*Task directions:* Render every line of the material below as a JSON list of strings, one string per line, leaving out blank lines.

*Data section:*
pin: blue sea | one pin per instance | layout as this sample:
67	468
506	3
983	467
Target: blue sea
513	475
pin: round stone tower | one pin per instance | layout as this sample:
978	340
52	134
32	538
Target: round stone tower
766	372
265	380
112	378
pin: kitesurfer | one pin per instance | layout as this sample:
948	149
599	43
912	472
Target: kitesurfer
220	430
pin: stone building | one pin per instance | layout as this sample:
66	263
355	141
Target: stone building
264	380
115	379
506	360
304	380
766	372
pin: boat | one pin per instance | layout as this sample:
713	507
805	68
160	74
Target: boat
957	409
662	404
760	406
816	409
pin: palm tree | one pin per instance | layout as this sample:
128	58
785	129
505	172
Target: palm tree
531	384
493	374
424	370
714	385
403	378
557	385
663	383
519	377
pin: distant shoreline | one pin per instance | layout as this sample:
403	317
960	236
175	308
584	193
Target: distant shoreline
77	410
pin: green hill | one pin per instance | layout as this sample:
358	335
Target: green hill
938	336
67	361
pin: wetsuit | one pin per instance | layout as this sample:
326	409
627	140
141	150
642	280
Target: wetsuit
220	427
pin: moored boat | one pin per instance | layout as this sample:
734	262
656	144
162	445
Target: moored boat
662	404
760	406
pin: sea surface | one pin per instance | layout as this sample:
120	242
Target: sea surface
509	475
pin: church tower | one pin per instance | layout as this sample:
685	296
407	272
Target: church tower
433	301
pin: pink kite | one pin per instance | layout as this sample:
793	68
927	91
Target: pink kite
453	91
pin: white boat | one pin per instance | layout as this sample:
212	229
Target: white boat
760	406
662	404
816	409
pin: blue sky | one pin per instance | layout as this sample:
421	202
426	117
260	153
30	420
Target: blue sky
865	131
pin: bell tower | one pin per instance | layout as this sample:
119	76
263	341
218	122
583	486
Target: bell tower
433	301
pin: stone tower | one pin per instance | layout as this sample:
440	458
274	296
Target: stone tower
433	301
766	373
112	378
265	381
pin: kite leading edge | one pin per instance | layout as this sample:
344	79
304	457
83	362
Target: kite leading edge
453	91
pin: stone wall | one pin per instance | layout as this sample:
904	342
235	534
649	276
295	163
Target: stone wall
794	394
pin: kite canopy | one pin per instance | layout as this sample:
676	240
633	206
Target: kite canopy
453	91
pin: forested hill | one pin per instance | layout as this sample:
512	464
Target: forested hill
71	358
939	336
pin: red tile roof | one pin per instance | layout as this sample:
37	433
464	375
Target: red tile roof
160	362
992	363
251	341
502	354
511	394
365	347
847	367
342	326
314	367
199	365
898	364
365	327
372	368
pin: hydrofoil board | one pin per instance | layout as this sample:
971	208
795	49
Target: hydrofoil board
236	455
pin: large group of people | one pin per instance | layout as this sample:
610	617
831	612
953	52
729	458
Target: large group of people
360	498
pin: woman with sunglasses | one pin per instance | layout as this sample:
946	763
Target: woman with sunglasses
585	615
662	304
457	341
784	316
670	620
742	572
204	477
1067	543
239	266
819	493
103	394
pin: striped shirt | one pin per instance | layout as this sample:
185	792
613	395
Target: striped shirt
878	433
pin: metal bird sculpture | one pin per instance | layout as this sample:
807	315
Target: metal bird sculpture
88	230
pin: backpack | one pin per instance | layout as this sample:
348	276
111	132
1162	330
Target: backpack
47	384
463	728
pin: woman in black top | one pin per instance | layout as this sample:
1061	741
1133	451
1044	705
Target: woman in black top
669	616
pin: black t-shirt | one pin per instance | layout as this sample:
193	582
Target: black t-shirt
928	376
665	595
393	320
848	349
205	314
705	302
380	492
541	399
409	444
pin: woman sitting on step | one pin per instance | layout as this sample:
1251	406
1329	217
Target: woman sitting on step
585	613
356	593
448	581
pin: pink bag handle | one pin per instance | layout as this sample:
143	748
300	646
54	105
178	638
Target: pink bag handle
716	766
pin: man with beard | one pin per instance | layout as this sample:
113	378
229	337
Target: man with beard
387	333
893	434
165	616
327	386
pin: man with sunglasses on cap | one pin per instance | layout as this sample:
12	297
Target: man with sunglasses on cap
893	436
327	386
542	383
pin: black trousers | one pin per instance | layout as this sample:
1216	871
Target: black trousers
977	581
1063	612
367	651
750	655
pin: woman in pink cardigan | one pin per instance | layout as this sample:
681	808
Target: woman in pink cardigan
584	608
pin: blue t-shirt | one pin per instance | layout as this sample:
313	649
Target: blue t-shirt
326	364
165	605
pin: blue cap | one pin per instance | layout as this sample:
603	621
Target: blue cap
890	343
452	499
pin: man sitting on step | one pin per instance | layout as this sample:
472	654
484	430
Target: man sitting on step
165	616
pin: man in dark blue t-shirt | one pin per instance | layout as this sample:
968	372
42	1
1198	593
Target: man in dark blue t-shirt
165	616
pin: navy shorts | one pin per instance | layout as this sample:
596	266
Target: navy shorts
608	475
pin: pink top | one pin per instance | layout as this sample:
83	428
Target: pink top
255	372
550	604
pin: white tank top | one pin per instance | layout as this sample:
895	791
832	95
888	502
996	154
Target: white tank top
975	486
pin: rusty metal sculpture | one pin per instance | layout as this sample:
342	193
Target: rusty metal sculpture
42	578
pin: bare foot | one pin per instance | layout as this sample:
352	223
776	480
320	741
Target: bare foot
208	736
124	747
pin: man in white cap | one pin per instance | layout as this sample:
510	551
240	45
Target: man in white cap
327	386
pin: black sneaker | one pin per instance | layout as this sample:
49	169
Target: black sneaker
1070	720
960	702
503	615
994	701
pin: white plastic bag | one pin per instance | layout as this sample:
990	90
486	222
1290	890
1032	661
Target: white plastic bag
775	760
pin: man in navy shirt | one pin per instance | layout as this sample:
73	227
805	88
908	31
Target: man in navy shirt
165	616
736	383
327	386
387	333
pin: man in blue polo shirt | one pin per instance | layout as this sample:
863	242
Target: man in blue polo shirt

*Solution for this task:*
[
  "pin: blue sea | one pin per instance | layout as this sample:",
  "67\t468",
  "506\t3",
  "983\t467",
  "Target: blue sea",
  "513\t475",
  "pin: round stone tower | one pin per instance | layout as this sample:",
  "978\t340",
  "52\t134",
  "32\t538",
  "Target: round stone tower",
  "766\t372",
  "265\t380",
  "112\t378",
  "pin: kitesurfer | one pin per instance | layout as this sample:",
  "948\t149",
  "599\t43",
  "912\t472",
  "Target: kitesurfer",
  "220\t430",
  "pin: stone building | one pin per instance | layout as this sample:",
  "66\t263",
  "355\t141",
  "Target: stone building",
  "264\t380",
  "115\t379",
  "506\t360",
  "304\t380",
  "766\t372",
  "pin: boat | one pin per instance | layout as this sample:",
  "713\t507",
  "805\t68",
  "160\t74",
  "Target: boat",
  "957\t409",
  "662\t404",
  "760\t406",
  "816\t409",
  "pin: palm tree | one pin per instance | layout as this sample:",
  "128\t58",
  "785\t129",
  "505\t172",
  "Target: palm tree",
  "531\t384",
  "493\t374",
  "424\t370",
  "714\t385",
  "403\t378",
  "557\t385",
  "663\t383",
  "519\t377",
  "pin: distant shoreline | one pin per instance | layout as this sample:",
  "403\t317",
  "960\t236",
  "175\t308",
  "584\t193",
  "Target: distant shoreline",
  "77\t410",
  "pin: green hill | one pin per instance | layout as this sample:",
  "358\t335",
  "Target: green hill",
  "938\t336",
  "67\t361",
  "pin: wetsuit | one pin per instance | layout as this sample:",
  "326\t409",
  "627\t140",
  "141\t150",
  "642\t280",
  "Target: wetsuit",
  "220\t427",
  "pin: moored boat | one pin per instance | layout as this sample:",
  "734\t262",
  "656\t144",
  "162\t445",
  "Target: moored boat",
  "662\t404",
  "760\t406",
  "pin: sea surface | one pin per instance | layout as this sample:",
  "120\t242",
  "Target: sea surface",
  "509\t475",
  "pin: church tower | one pin per instance | layout as this sample:",
  "685\t296",
  "407\t272",
  "Target: church tower",
  "433\t301",
  "pin: pink kite | one pin per instance | layout as this sample:",
  "793\t68",
  "927\t91",
  "Target: pink kite",
  "453\t91",
  "pin: white boat | one pin per instance | layout as this sample:",
  "212\t229",
  "Target: white boat",
  "760\t406",
  "662\t404",
  "816\t409",
  "pin: blue sky | one pin per instance | layout as this sample:",
  "421\t202",
  "426\t117",
  "260\t153",
  "30\t420",
  "Target: blue sky",
  "865\t131",
  "pin: bell tower | one pin per instance | layout as this sample:",
  "119\t76",
  "263\t341",
  "218\t122",
  "583\t486",
  "Target: bell tower",
  "433\t301",
  "pin: stone tower | one pin per instance | layout as this sample:",
  "440\t458",
  "274\t296",
  "Target: stone tower",
  "433\t301",
  "766\t373",
  "112\t378",
  "265\t381",
  "pin: kite leading edge | one pin per instance | layout as this sample:",
  "344\t79",
  "304\t457",
  "83\t362",
  "Target: kite leading edge",
  "453\t91",
  "pin: stone wall | one pin per instance | layout as this sample:",
  "904\t342",
  "235\t534",
  "649\t276",
  "295\t163",
  "Target: stone wall",
  "794\t394",
  "pin: kite canopy | one pin per instance | layout as this sample:",
  "676\t240",
  "633\t206",
  "Target: kite canopy",
  "453\t91",
  "pin: forested hill | one pin per instance | layout as this sample:",
  "512\t464",
  "Target: forested hill",
  "71\t358",
  "939\t336",
  "pin: red tile roof | one pin per instance | layout as this sample:",
  "37\t433",
  "464\t375",
  "Target: red tile roof",
  "160\t362",
  "992\t363",
  "251\t341",
  "502\t354",
  "511\t394",
  "365\t347",
  "847\t367",
  "342\t326",
  "314\t367",
  "199\t365",
  "898\t364",
  "365\t327",
  "372\t368",
  "pin: hydrofoil board | one pin per instance | layout as this sample:",
  "971\t208",
  "795\t49",
  "Target: hydrofoil board",
  "236\t455",
  "pin: large group of people | one pin per instance | layout as this sample:",
  "610\t617",
  "831\t612",
  "953\t52",
  "729\t458",
  "Target: large group of people",
  "360\t498",
  "pin: woman with sunglasses | one pin per instance | layout as this sample:",
  "946\t763",
  "Target: woman with sunglasses",
  "585\t615",
  "662\t304",
  "457\t341",
  "784\t316",
  "670\t620",
  "742\t572",
  "204\t477",
  "1067\t543",
  "239\t266",
  "819\t493",
  "103\t394",
  "pin: striped shirt | one pin per instance | layout as this sample:",
  "185\t792",
  "613\t395",
  "Target: striped shirt",
  "878\t433",
  "pin: metal bird sculpture | one pin per instance | layout as this sample:",
  "807\t315",
  "Target: metal bird sculpture",
  "88\t230",
  "pin: backpack | one pin per instance | layout as this sample:",
  "348\t276",
  "111\t132",
  "1162\t330",
  "Target: backpack",
  "47\t384",
  "463\t728",
  "pin: woman in black top | one pin per instance | layout as this sample:",
  "1061\t741",
  "1133\t451",
  "1044\t705",
  "Target: woman in black top",
  "669\t616",
  "pin: black t-shirt | one pin per instance | layout as this sample:",
  "193\t582",
  "Target: black t-shirt",
  "928\t376",
  "665\t595",
  "393\t320",
  "848\t349",
  "205\t314",
  "705\t302",
  "380\t492",
  "541\t399",
  "409\t444",
  "pin: woman sitting on step | one pin per instance | layout as this sample:",
  "1251\t406",
  "1329\t217",
  "Target: woman sitting on step",
  "585\t613",
  "356\t593",
  "448\t581",
  "pin: pink bag handle | one pin per instance | layout as this sample:",
  "143\t748",
  "300\t646",
  "54\t105",
  "178\t638",
  "Target: pink bag handle",
  "716\t766",
  "pin: man with beard | one pin per instance | layout as this sample:",
  "113\t378",
  "229\t337",
  "Target: man with beard",
  "387\t333",
  "893\t434",
  "165\t616",
  "327\t386",
  "pin: man with sunglasses on cap | one pin per instance | layout as this sample:",
  "12\t297",
  "Target: man with sunglasses on cap",
  "893\t436",
  "327\t386",
  "542\t383",
  "pin: black trousers | one pin per instance | layout as this sample:",
  "1216\t871",
  "Target: black trousers",
  "977\t581",
  "1063\t612",
  "367\t651",
  "750\t655",
  "pin: woman in pink cardigan | one pin per instance | layout as this sample:",
  "681\t808",
  "Target: woman in pink cardigan",
  "584\t608",
  "pin: blue t-shirt | one pin per instance | layout as this sample:",
  "313\t649",
  "Target: blue t-shirt",
  "326\t364",
  "165\t605",
  "pin: blue cap | one pin per instance | layout as this sample:",
  "603\t621",
  "Target: blue cap",
  "890\t343",
  "452\t499",
  "pin: man sitting on step | one pin per instance | layout as this sample:",
  "472\t654",
  "484\t430",
  "Target: man sitting on step",
  "165\t616",
  "pin: man in dark blue t-shirt | one pin per instance | layout as this sample:",
  "968\t372",
  "42\t1",
  "1198\t593",
  "Target: man in dark blue t-shirt",
  "165\t616",
  "pin: navy shorts | one pin per instance | layout as this sample:",
  "596\t266",
  "Target: navy shorts",
  "608\t475",
  "pin: pink top | one pin per instance | layout as this sample:",
  "83\t428",
  "Target: pink top",
  "255\t372",
  "550\t604",
  "pin: white tank top | one pin per instance | layout as this sample:",
  "895\t791",
  "832\t95",
  "888\t502",
  "996\t154",
  "Target: white tank top",
  "975\t486",
  "pin: rusty metal sculpture | one pin per instance | layout as this sample:",
  "342\t193",
  "Target: rusty metal sculpture",
  "42\t578",
  "pin: bare foot | one pin per instance | layout as this sample:",
  "352\t223",
  "776\t480",
  "320\t741",
  "Target: bare foot",
  "208\t736",
  "124\t747",
  "pin: man in white cap | one pin per instance | layout as this sample:",
  "510\t551",
  "240\t45",
  "Target: man in white cap",
  "327\t386",
  "pin: black sneaker | one pin per instance | layout as this sample:",
  "49\t169",
  "Target: black sneaker",
  "1070\t720",
  "960\t702",
  "503\t615",
  "994\t701",
  "pin: white plastic bag | one pin per instance | layout as this sample:",
  "990\t90",
  "486\t222",
  "1290\t890",
  "1032\t661",
  "Target: white plastic bag",
  "775\t760",
  "pin: man in navy shirt | one pin per instance | layout as this sample:",
  "73\t227",
  "805\t88",
  "908\t31",
  "Target: man in navy shirt",
  "165\t616",
  "736\t383",
  "327\t386",
  "387\t333",
  "pin: man in blue polo shirt | one pin per instance | layout as this sample:",
  "863\t242",
  "Target: man in blue polo shirt"
]